**REQUIRED TASK 1**
Revise the records from their start through the line containing "point(282, 98)", changing "thickest" to "widest" and leaving everything else as it is. Omit the pictures from your answer.

==== TEXT TO READ ====

Santa ricotta! If you've watched the Disney and Pixar film Luca, you likely have Cinque Terre front of mind, so we thought we'd compile some Ligurian recipes to temporarily transport you there. Should you want to channel Italian Rivieria vibes at home and/or get you stoked for your next trip, here are five Ligurian recipes to try.
1. Trenette al Pesto (or any pasta al pesto)
Craving a trenette al pesto of your own after watching Luca and Alberto dig into theirs with their bare hands? There's arguably no dish as emblematic as Liguria as this creamy, earthy, fresh, and slightly sweet pasta preparation, and it's relatively easy to prepare at home. You can find our trenette al pesto recipe here, which calls for making the pesto in the most time-efficient manner: in a blender or food processor. If you want to prepare it with a mortar and pestle, follow the below recipe. Trofie is a short, rolled pasta found in Liguria that's almost always served with pesto.
2. Focaccia
Focaccia features prominently in Luca. Not only is it the bread of choice for those seemingly three-foot-long sandwiches preferred by Ercole, the Vespa-riding bully, it's also the name of his boat. Focaccia bears several regional incarnations in Italy, though the Genoese version tends to be the first to spring to mind when one thinks of the flatbread, and that just so happens to be the type depicted in Luca.

==== RAW DATA ====

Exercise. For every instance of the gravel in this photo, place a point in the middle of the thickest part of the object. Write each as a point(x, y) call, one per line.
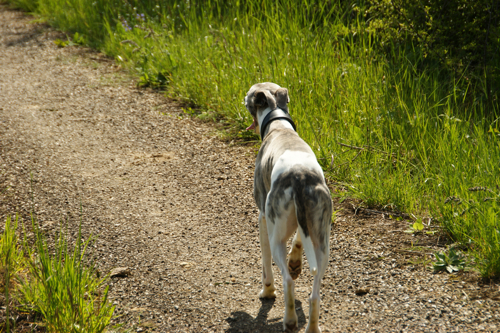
point(171, 203)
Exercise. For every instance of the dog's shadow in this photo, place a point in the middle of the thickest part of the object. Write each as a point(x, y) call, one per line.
point(242, 322)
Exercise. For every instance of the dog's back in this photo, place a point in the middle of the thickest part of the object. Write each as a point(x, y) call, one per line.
point(295, 177)
point(291, 194)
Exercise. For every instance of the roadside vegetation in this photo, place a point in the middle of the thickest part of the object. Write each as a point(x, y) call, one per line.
point(55, 286)
point(399, 99)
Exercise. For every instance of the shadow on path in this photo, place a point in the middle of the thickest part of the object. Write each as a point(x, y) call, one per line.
point(242, 322)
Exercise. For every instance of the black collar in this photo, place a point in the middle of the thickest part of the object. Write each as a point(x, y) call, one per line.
point(274, 115)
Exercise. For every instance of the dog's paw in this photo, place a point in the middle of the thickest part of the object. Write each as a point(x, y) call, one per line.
point(267, 292)
point(295, 268)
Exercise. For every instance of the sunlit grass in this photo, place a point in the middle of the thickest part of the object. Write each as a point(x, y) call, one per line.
point(418, 135)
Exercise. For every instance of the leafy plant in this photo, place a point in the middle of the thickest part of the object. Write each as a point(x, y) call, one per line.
point(453, 261)
point(418, 226)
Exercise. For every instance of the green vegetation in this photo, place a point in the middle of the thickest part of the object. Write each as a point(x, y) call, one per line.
point(453, 261)
point(57, 284)
point(403, 118)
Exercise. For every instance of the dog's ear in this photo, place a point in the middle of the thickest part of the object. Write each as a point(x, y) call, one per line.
point(263, 98)
point(282, 98)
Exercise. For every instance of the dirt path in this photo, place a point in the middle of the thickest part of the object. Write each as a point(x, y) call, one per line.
point(174, 204)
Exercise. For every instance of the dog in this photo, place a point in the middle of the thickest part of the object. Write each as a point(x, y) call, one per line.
point(291, 194)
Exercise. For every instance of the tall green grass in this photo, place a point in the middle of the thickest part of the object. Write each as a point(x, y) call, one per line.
point(63, 288)
point(11, 263)
point(417, 135)
point(56, 282)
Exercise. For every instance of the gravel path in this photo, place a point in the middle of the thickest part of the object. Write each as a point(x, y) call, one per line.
point(173, 203)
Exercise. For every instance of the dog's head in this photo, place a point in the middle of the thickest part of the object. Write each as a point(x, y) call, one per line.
point(262, 96)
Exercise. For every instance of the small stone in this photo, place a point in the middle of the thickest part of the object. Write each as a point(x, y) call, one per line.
point(120, 272)
point(362, 291)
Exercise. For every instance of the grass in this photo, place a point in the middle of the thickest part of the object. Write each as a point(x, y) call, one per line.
point(56, 283)
point(413, 134)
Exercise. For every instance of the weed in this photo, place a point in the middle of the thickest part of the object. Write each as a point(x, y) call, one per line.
point(63, 288)
point(453, 261)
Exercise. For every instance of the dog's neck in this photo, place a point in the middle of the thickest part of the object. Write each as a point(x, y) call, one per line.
point(274, 124)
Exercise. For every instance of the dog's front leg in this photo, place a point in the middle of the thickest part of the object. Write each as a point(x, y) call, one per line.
point(295, 257)
point(267, 269)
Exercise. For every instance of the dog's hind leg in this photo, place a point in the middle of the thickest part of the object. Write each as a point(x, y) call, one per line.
point(290, 320)
point(280, 230)
point(295, 257)
point(267, 269)
point(314, 300)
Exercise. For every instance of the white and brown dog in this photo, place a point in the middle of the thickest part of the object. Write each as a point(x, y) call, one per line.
point(291, 193)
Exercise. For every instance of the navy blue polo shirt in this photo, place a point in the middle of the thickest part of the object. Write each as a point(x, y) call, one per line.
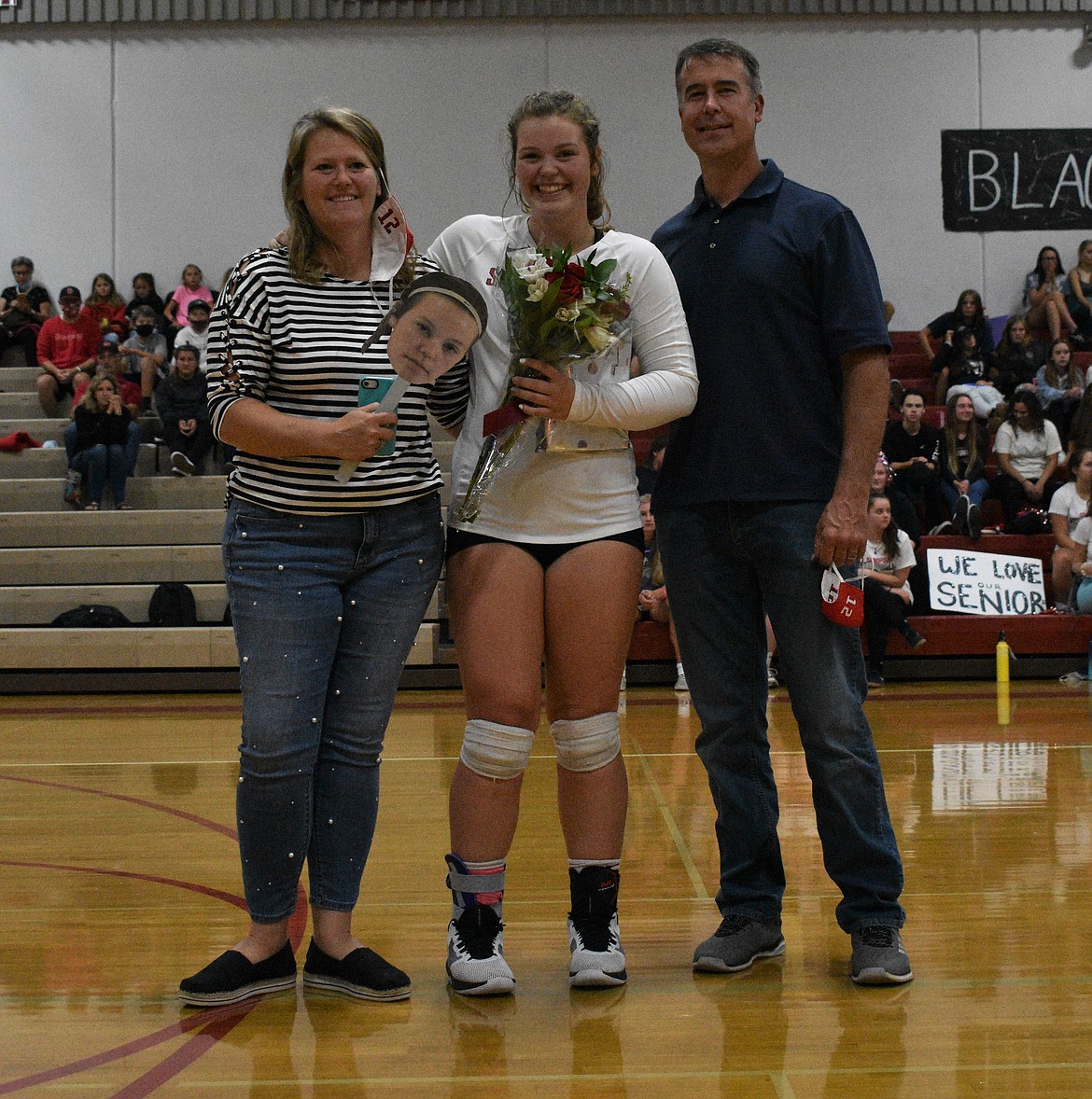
point(777, 285)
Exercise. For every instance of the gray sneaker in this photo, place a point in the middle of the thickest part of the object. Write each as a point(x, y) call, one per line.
point(737, 944)
point(879, 956)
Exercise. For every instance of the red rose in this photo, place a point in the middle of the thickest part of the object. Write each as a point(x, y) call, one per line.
point(572, 284)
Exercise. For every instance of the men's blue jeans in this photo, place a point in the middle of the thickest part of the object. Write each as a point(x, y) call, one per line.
point(725, 563)
point(326, 610)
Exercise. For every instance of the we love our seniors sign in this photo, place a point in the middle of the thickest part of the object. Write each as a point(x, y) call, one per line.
point(969, 582)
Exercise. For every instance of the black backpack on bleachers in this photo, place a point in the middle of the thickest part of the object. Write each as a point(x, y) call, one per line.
point(172, 604)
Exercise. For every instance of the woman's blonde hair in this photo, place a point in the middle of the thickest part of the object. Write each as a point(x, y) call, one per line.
point(303, 235)
point(97, 383)
point(951, 436)
point(566, 104)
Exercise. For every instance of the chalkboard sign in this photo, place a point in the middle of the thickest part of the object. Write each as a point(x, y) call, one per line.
point(998, 180)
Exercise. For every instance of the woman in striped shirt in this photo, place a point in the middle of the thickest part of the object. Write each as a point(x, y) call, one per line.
point(328, 579)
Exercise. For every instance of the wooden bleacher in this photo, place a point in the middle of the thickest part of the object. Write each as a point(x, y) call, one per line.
point(53, 559)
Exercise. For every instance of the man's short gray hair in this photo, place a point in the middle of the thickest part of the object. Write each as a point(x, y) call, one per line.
point(721, 48)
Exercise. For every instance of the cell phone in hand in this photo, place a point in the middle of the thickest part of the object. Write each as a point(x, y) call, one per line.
point(387, 391)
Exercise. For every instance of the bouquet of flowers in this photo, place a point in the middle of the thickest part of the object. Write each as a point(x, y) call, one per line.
point(561, 313)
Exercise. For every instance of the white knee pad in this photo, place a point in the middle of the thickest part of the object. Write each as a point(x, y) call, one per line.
point(495, 751)
point(587, 743)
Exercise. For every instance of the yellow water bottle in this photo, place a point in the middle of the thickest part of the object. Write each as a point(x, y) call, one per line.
point(1003, 654)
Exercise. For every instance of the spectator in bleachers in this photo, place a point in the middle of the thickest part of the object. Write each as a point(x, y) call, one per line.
point(902, 508)
point(24, 308)
point(1079, 292)
point(1080, 427)
point(109, 363)
point(964, 448)
point(1018, 356)
point(196, 334)
point(144, 294)
point(66, 345)
point(103, 424)
point(1082, 566)
point(1068, 507)
point(967, 315)
point(912, 449)
point(146, 353)
point(649, 469)
point(105, 307)
point(1044, 295)
point(969, 372)
point(1059, 387)
point(182, 403)
point(191, 289)
point(889, 559)
point(652, 599)
point(1028, 451)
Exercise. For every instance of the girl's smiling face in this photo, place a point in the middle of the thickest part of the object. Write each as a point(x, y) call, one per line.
point(964, 409)
point(339, 186)
point(553, 167)
point(185, 363)
point(104, 394)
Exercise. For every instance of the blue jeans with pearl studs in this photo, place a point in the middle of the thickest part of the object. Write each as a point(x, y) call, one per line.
point(326, 609)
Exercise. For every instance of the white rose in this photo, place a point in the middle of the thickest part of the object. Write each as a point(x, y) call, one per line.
point(537, 289)
point(530, 265)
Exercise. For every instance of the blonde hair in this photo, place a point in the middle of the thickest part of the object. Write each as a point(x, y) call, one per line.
point(951, 436)
point(566, 104)
point(97, 383)
point(303, 235)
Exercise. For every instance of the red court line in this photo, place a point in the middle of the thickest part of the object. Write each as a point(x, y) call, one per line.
point(175, 709)
point(154, 878)
point(184, 1056)
point(192, 818)
point(235, 1012)
point(215, 1023)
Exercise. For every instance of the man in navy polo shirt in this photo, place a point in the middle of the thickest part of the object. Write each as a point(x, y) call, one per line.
point(765, 483)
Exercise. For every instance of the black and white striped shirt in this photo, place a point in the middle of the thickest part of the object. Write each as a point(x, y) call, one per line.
point(300, 349)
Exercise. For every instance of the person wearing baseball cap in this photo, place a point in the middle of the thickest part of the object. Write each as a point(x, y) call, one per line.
point(66, 345)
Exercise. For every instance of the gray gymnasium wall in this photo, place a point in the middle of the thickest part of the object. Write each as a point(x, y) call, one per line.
point(132, 147)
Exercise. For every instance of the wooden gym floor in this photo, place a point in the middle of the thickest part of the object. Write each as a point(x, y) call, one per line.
point(120, 876)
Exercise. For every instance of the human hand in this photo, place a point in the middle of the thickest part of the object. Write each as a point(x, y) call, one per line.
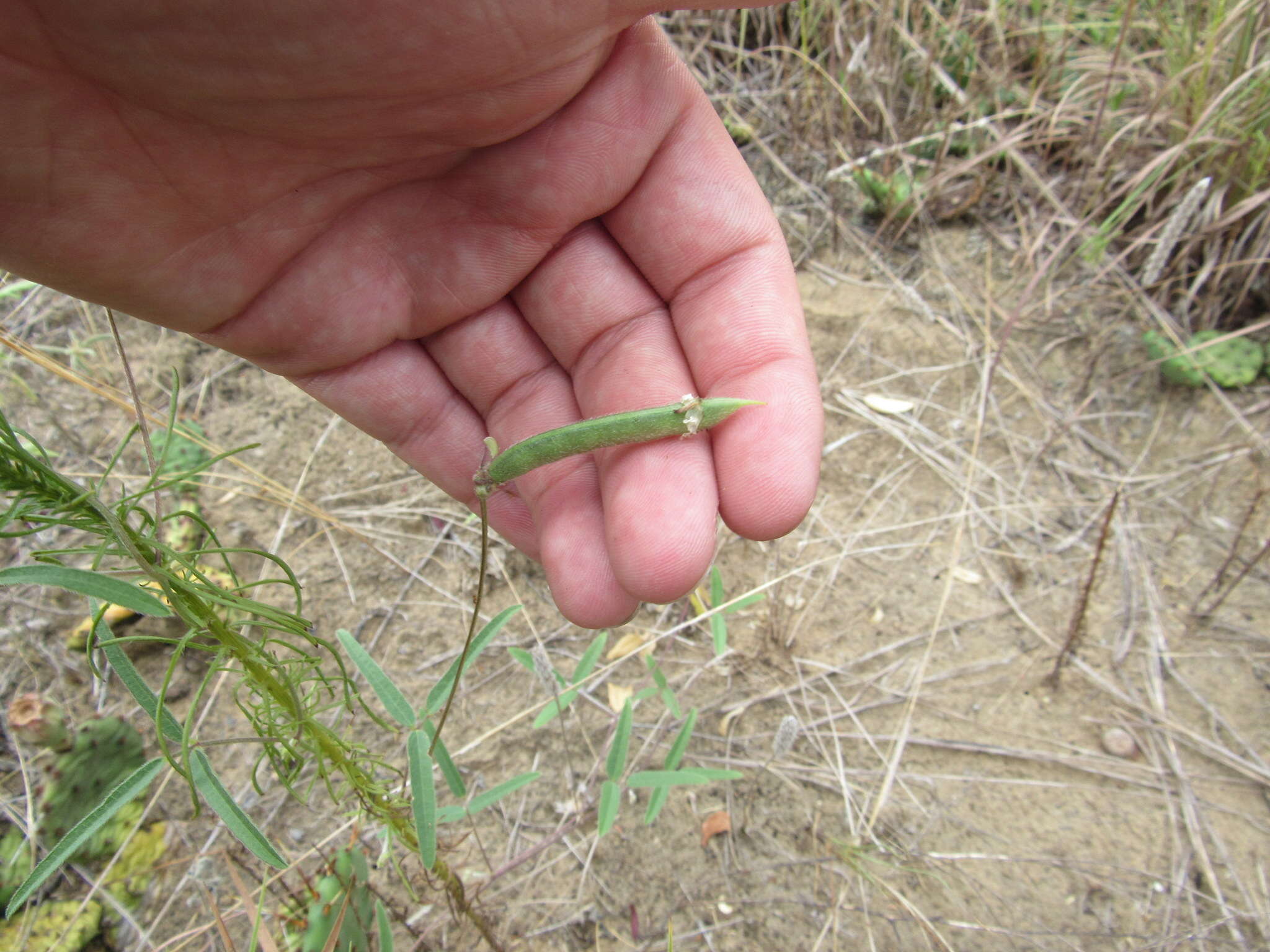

====

**REQUIRED TASK 2**
In the text on Ligurian recipes, what is the name of the boat belonging to Ercole?

**FULL SOLUTION 1**
Exercise. For every instance of the gravel in this photo, place a point in the middle of the widest part of the object. Write each as a point(x, y) call, one per line.
point(171, 203)
Exercise. For every instance of the dog's shadow in this photo, place a point in the middle of the widest part of the object. Write each as a point(x, y) call, one per line.
point(242, 322)
Exercise. For every instance of the dog's back in this photo, place a point in the middle of the widest part of the object. Write each as a point(x, y) call, one per line.
point(295, 177)
point(291, 194)
Exercise. For every instance of the roadside vegetation in this photo, place a point in the middle of the widest part of the object. Write each as a point(x, y) call, one per line.
point(55, 286)
point(399, 99)
Exercise. For every instance of the shadow on path in this photo, place a point in the middle of the widest part of the object. Write each as a point(x, y) call, one per line.
point(242, 322)
Exercise. For every instance of the black collar in this photo, place a point in the middle of the widest part of the object. Write each as a point(x, y) call, one per line.
point(274, 115)
Exercise. For every instance of the dog's paw in this photo, place a point in the middle of the widest part of the object. Write each as a point(x, y) call, one per line.
point(267, 292)
point(295, 268)
Exercise. For every instance of the sunlit grass in this photo, place a point in the middle of the widest part of the object. Write each as a point(x, y) call, one per line.
point(418, 135)
Exercise. For every instance of the leafy plant in this photo, place a point in the middle of the widest part of the object. Write each as a point(x, y) call, one per line.
point(453, 261)
point(418, 226)
Exercise. For every instance of the green vegetation in this photo, place a point in the middle of the widest part of the object. Write each as a point(x, y) call, one per line.
point(453, 261)
point(57, 284)
point(403, 118)
Exercise. For every instance of the dog's ear in this photo, place a point in the middle of the widest part of the object. Write each as a point(x, y) call, one per line.
point(263, 98)
point(282, 98)

**FULL SOLUTION 2**
Focaccia